▸ **Exercise goal**: Beginning with the line that holds "instance of the sky" and ending with the last line below, repeat each line exactly, leaving any pictures out.

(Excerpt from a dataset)
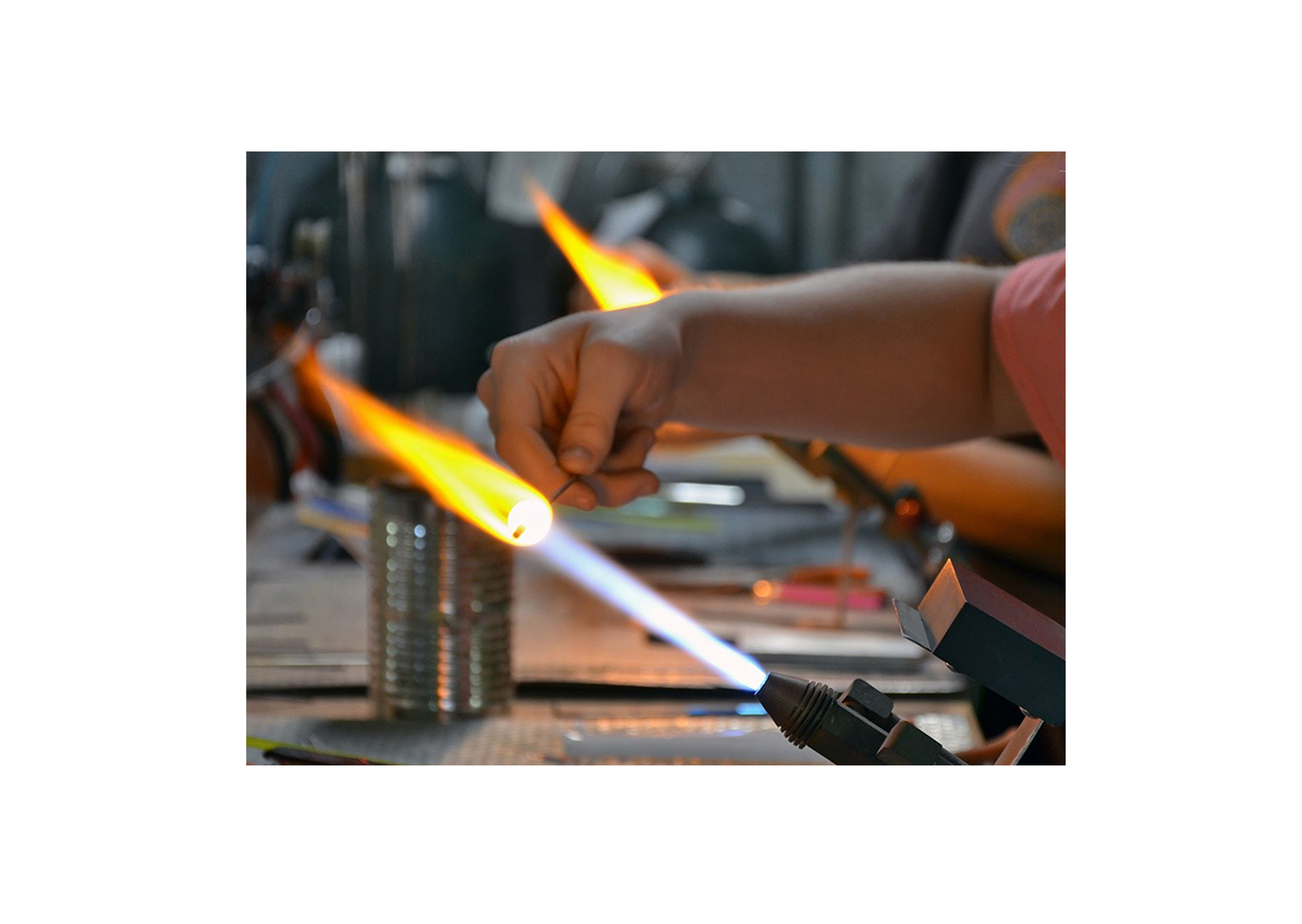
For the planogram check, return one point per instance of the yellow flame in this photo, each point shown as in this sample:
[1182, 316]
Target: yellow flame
[447, 465]
[614, 280]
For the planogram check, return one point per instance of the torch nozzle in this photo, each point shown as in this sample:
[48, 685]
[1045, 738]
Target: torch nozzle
[857, 727]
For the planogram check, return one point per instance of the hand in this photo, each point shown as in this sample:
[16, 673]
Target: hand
[584, 396]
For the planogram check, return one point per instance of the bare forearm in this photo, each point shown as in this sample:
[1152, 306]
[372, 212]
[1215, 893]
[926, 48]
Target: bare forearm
[890, 356]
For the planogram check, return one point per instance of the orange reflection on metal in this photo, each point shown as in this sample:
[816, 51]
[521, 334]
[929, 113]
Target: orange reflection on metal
[614, 280]
[447, 465]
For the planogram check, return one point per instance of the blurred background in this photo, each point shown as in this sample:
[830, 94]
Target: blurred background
[403, 269]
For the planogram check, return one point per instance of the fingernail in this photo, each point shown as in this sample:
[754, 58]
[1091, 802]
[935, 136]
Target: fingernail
[577, 457]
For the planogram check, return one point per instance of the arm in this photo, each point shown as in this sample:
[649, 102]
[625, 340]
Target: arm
[890, 356]
[894, 356]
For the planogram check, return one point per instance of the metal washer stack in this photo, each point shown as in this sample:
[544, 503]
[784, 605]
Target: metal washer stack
[441, 610]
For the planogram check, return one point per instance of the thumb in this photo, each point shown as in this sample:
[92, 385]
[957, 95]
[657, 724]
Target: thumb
[606, 379]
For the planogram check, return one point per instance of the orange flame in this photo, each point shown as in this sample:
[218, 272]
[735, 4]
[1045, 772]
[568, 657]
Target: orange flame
[614, 280]
[447, 465]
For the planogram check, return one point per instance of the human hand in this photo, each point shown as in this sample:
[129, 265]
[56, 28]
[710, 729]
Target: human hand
[584, 396]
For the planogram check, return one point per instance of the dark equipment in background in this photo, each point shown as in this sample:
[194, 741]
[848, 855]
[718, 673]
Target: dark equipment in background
[977, 629]
[424, 270]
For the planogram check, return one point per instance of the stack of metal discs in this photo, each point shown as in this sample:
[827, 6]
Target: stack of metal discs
[439, 608]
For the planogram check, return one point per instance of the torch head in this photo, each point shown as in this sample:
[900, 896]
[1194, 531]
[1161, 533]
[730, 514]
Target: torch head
[857, 727]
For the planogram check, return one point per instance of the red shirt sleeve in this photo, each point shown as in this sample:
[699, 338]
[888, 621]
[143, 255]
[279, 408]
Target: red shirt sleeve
[1029, 325]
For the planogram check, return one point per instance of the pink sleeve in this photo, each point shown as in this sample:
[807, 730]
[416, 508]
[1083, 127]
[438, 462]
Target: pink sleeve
[1029, 325]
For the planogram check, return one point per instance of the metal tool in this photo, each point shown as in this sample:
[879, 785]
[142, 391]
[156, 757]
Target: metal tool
[978, 630]
[857, 727]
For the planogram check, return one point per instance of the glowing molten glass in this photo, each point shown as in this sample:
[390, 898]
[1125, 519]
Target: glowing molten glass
[447, 465]
[614, 280]
[600, 576]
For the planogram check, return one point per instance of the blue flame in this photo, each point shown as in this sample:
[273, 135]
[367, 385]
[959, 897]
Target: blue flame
[591, 569]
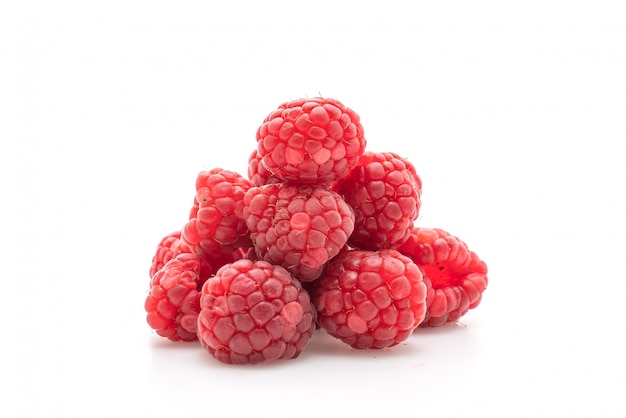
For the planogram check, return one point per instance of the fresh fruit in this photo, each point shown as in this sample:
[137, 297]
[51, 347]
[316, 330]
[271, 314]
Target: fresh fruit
[384, 190]
[456, 277]
[300, 227]
[172, 304]
[214, 226]
[253, 311]
[169, 247]
[315, 140]
[370, 299]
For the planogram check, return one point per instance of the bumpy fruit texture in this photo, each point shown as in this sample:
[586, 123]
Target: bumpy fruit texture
[299, 227]
[370, 299]
[169, 247]
[172, 305]
[456, 277]
[214, 226]
[258, 174]
[253, 311]
[384, 190]
[316, 140]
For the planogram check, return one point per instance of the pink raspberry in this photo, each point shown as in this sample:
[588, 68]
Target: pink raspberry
[253, 311]
[169, 247]
[172, 305]
[456, 277]
[316, 140]
[214, 226]
[370, 299]
[257, 173]
[300, 227]
[384, 190]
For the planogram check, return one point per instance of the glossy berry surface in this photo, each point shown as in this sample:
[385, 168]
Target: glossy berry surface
[370, 299]
[314, 140]
[385, 192]
[253, 311]
[300, 227]
[456, 277]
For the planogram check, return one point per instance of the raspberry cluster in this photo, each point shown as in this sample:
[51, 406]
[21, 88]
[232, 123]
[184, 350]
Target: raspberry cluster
[320, 233]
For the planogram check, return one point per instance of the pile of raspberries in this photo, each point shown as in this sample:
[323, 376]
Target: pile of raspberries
[319, 233]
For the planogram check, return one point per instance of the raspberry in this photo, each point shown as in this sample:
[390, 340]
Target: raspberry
[384, 190]
[455, 276]
[370, 299]
[316, 140]
[257, 173]
[213, 225]
[169, 247]
[300, 227]
[172, 304]
[253, 311]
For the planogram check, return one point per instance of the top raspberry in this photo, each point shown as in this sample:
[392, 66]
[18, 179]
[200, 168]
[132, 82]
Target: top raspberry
[313, 140]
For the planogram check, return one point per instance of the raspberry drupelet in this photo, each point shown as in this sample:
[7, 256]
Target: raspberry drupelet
[169, 247]
[258, 174]
[370, 299]
[300, 227]
[213, 225]
[253, 311]
[455, 276]
[311, 140]
[384, 190]
[172, 304]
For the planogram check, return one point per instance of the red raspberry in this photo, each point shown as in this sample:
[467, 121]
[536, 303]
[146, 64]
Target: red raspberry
[384, 190]
[172, 304]
[257, 173]
[214, 226]
[253, 311]
[169, 247]
[370, 299]
[455, 276]
[316, 140]
[300, 227]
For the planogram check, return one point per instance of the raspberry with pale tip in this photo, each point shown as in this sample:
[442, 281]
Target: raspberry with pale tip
[252, 312]
[370, 299]
[384, 190]
[455, 276]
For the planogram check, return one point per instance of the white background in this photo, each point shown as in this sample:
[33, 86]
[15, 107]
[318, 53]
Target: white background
[512, 112]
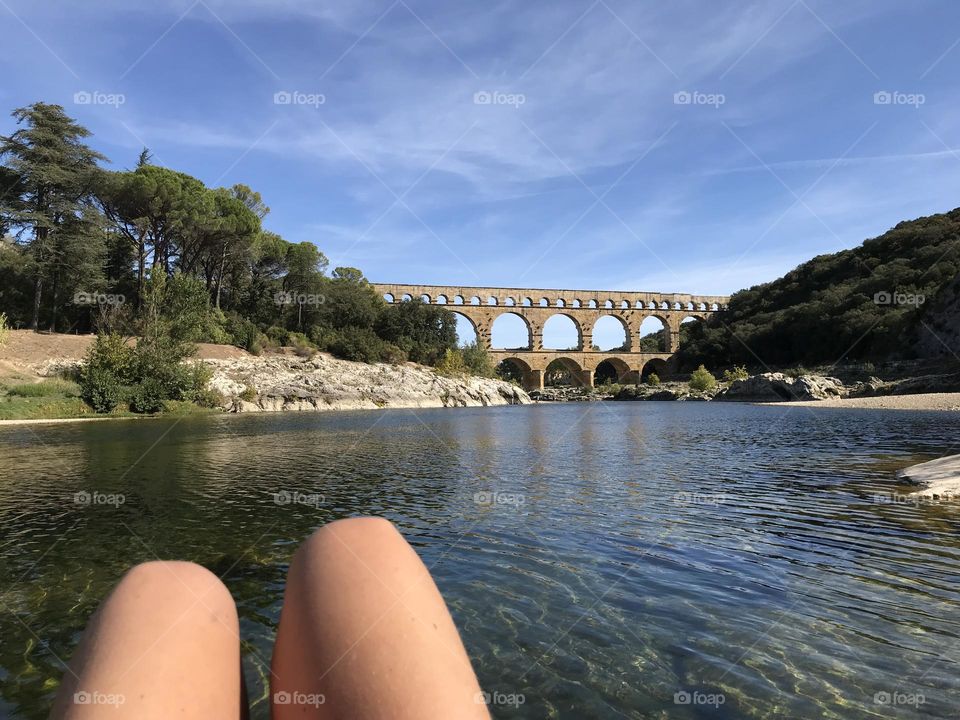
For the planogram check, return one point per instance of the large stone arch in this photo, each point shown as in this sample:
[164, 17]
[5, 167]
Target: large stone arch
[624, 323]
[526, 323]
[576, 324]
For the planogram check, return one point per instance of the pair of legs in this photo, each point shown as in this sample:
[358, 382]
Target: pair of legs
[364, 633]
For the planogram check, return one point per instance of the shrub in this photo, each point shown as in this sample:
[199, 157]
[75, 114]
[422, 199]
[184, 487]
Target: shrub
[101, 389]
[452, 364]
[737, 372]
[148, 397]
[702, 379]
[477, 360]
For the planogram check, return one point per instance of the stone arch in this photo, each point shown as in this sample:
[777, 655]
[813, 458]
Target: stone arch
[648, 328]
[619, 370]
[654, 365]
[494, 331]
[517, 369]
[571, 368]
[688, 321]
[624, 328]
[565, 319]
[465, 321]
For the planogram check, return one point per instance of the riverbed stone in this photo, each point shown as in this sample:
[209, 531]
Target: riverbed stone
[285, 382]
[773, 387]
[940, 478]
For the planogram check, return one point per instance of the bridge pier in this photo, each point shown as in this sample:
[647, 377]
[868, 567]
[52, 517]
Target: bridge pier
[533, 380]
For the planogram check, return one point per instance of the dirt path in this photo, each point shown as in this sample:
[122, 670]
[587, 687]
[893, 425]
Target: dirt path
[924, 401]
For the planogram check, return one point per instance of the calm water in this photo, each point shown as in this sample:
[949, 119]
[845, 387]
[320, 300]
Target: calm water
[659, 548]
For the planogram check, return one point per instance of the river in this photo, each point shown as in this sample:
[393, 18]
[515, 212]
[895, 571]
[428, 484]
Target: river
[602, 560]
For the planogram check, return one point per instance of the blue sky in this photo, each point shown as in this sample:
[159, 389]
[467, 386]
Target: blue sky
[584, 169]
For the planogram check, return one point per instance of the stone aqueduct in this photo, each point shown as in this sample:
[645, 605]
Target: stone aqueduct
[483, 305]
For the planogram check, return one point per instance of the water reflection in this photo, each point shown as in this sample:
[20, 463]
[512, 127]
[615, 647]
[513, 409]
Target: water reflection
[659, 549]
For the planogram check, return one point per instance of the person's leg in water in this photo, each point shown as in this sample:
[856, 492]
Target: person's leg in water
[165, 644]
[364, 633]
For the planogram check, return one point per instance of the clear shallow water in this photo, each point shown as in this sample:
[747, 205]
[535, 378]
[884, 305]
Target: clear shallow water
[659, 548]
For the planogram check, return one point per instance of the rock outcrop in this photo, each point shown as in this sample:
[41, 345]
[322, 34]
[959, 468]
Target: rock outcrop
[940, 478]
[772, 387]
[284, 382]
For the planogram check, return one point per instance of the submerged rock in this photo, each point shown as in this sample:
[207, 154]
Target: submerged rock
[773, 387]
[940, 478]
[282, 382]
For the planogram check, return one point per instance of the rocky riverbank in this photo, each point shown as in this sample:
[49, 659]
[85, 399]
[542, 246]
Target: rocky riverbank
[272, 383]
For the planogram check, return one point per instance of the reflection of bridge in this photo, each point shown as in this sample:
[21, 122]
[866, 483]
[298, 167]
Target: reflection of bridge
[481, 306]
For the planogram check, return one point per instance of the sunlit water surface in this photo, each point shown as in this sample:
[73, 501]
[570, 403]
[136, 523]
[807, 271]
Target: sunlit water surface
[639, 554]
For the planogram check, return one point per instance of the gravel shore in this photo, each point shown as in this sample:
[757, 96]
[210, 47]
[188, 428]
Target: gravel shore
[923, 401]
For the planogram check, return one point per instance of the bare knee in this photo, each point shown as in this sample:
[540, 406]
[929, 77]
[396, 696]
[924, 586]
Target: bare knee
[177, 586]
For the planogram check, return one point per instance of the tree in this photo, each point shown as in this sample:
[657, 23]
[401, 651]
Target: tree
[56, 172]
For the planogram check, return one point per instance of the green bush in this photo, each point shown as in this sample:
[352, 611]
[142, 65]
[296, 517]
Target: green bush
[702, 379]
[452, 364]
[101, 389]
[478, 360]
[737, 372]
[148, 397]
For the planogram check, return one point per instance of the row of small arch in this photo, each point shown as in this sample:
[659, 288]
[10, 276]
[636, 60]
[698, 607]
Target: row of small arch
[543, 302]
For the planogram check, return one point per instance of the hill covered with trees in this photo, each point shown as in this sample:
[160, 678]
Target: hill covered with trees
[894, 296]
[90, 249]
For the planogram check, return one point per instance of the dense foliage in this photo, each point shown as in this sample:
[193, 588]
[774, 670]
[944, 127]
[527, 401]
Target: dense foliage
[89, 249]
[859, 304]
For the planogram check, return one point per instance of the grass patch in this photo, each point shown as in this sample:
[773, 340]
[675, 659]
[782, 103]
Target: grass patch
[46, 388]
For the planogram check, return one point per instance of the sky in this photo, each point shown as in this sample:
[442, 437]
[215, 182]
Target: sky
[687, 146]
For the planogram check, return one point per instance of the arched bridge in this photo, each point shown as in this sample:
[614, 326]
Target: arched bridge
[481, 306]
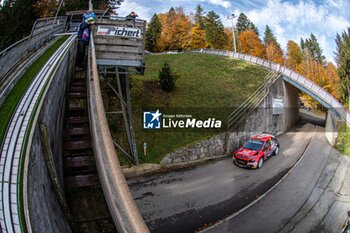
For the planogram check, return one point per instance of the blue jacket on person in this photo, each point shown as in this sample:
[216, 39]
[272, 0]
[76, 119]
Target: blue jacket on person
[87, 15]
[81, 30]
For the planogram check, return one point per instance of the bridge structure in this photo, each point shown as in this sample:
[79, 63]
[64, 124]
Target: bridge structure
[300, 82]
[116, 46]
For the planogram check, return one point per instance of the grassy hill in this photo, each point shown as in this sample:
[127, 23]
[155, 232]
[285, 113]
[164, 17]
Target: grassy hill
[206, 86]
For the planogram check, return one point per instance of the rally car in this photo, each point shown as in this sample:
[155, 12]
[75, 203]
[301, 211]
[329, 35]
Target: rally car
[346, 227]
[256, 150]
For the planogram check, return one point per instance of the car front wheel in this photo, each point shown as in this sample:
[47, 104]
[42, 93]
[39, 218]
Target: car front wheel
[261, 162]
[277, 150]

▸ **Task answer**:
For the planogram check, return one point per instance of the sky in this photo, each point shown as in this sample:
[442, 437]
[215, 182]
Target: sky
[687, 146]
For the planogram check, return one point per instance of the arched bridge in this photo, each point shown as in this sample:
[614, 326]
Target: arched bridge
[481, 306]
For the planogram check, return one point per instance of the blue jacket on person in this photo, each point shown as in this sample:
[216, 39]
[272, 0]
[76, 119]
Target: blue jacket on person
[87, 15]
[81, 30]
For the planogram check, return one point per instance of the bridge structure in this photo, each point shown as in this sample:
[79, 63]
[64, 124]
Target: bridge structure
[300, 82]
[116, 46]
For the planogram check, return one point per instance of the grassy hill in this photo, each point shown as in this sample:
[127, 23]
[155, 232]
[285, 113]
[164, 17]
Target: grassy hill
[206, 86]
For the planogram check, return one point per instance of the rally car in this photo, each point shown as in this sample:
[155, 12]
[75, 203]
[301, 211]
[329, 35]
Target: rally car
[346, 227]
[256, 150]
For the planogram check, return one point per instance of the car front wheel in this photo, each point shown as in this sample:
[47, 104]
[42, 93]
[39, 218]
Target: car front wheel
[261, 162]
[277, 150]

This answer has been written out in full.